**Data supplied**
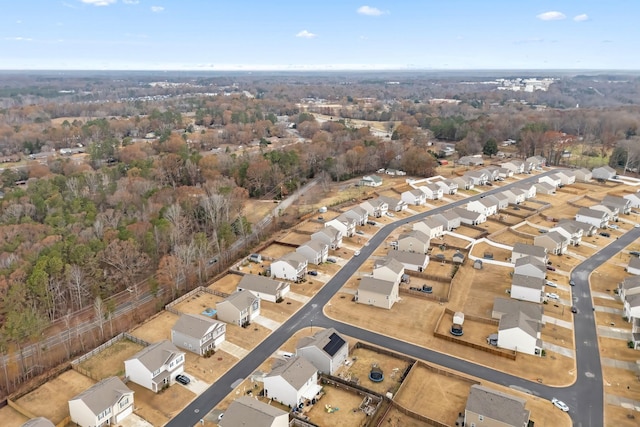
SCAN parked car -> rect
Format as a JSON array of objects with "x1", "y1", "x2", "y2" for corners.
[
  {"x1": 551, "y1": 397, "x2": 569, "y2": 412},
  {"x1": 176, "y1": 374, "x2": 191, "y2": 385}
]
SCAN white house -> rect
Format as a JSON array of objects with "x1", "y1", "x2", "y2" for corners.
[
  {"x1": 513, "y1": 256, "x2": 547, "y2": 279},
  {"x1": 498, "y1": 312, "x2": 542, "y2": 356},
  {"x1": 264, "y1": 357, "x2": 322, "y2": 408},
  {"x1": 360, "y1": 175, "x2": 382, "y2": 187},
  {"x1": 124, "y1": 340, "x2": 184, "y2": 393},
  {"x1": 400, "y1": 189, "x2": 426, "y2": 206},
  {"x1": 511, "y1": 243, "x2": 549, "y2": 265},
  {"x1": 270, "y1": 252, "x2": 308, "y2": 283},
  {"x1": 398, "y1": 230, "x2": 430, "y2": 254},
  {"x1": 311, "y1": 226, "x2": 342, "y2": 249},
  {"x1": 296, "y1": 239, "x2": 329, "y2": 265},
  {"x1": 356, "y1": 276, "x2": 399, "y2": 310},
  {"x1": 576, "y1": 208, "x2": 609, "y2": 228},
  {"x1": 171, "y1": 313, "x2": 227, "y2": 356},
  {"x1": 236, "y1": 274, "x2": 291, "y2": 302},
  {"x1": 69, "y1": 377, "x2": 133, "y2": 427},
  {"x1": 467, "y1": 197, "x2": 498, "y2": 217},
  {"x1": 420, "y1": 183, "x2": 444, "y2": 200},
  {"x1": 591, "y1": 166, "x2": 618, "y2": 181},
  {"x1": 413, "y1": 217, "x2": 444, "y2": 239},
  {"x1": 216, "y1": 291, "x2": 260, "y2": 326},
  {"x1": 218, "y1": 396, "x2": 289, "y2": 427},
  {"x1": 511, "y1": 274, "x2": 545, "y2": 303},
  {"x1": 533, "y1": 231, "x2": 569, "y2": 255},
  {"x1": 296, "y1": 328, "x2": 349, "y2": 375}
]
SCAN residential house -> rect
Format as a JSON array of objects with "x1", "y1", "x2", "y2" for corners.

**Exercise**
Copy every line of the items above word for word, leaving out the pictures.

**Finished answer**
SCAN parked car -> rect
Format as a JSON array of objects with "x1", "y1", "x2", "y2" for corners.
[
  {"x1": 551, "y1": 397, "x2": 569, "y2": 412},
  {"x1": 176, "y1": 374, "x2": 191, "y2": 385}
]
SCAN white house -> rect
Format as a JSON array of objects with "x1", "y1", "x2", "y2" for corners.
[
  {"x1": 513, "y1": 256, "x2": 547, "y2": 279},
  {"x1": 498, "y1": 312, "x2": 542, "y2": 356},
  {"x1": 264, "y1": 357, "x2": 322, "y2": 408},
  {"x1": 360, "y1": 175, "x2": 382, "y2": 187},
  {"x1": 124, "y1": 340, "x2": 184, "y2": 393},
  {"x1": 400, "y1": 189, "x2": 426, "y2": 206},
  {"x1": 511, "y1": 243, "x2": 549, "y2": 265},
  {"x1": 270, "y1": 252, "x2": 308, "y2": 283},
  {"x1": 398, "y1": 230, "x2": 430, "y2": 254},
  {"x1": 311, "y1": 226, "x2": 342, "y2": 249},
  {"x1": 296, "y1": 239, "x2": 329, "y2": 265},
  {"x1": 356, "y1": 276, "x2": 399, "y2": 310},
  {"x1": 576, "y1": 208, "x2": 609, "y2": 228},
  {"x1": 171, "y1": 313, "x2": 227, "y2": 356},
  {"x1": 236, "y1": 274, "x2": 291, "y2": 302},
  {"x1": 69, "y1": 377, "x2": 133, "y2": 427},
  {"x1": 467, "y1": 197, "x2": 498, "y2": 217},
  {"x1": 420, "y1": 183, "x2": 444, "y2": 200},
  {"x1": 591, "y1": 166, "x2": 618, "y2": 181},
  {"x1": 413, "y1": 217, "x2": 444, "y2": 239},
  {"x1": 216, "y1": 291, "x2": 260, "y2": 326},
  {"x1": 218, "y1": 396, "x2": 289, "y2": 427},
  {"x1": 511, "y1": 274, "x2": 545, "y2": 303},
  {"x1": 533, "y1": 231, "x2": 569, "y2": 255},
  {"x1": 296, "y1": 328, "x2": 349, "y2": 375}
]
SCAN residential house -> rect
Format as a JSON array of objects with "x1", "y1", "x2", "y2" for corners.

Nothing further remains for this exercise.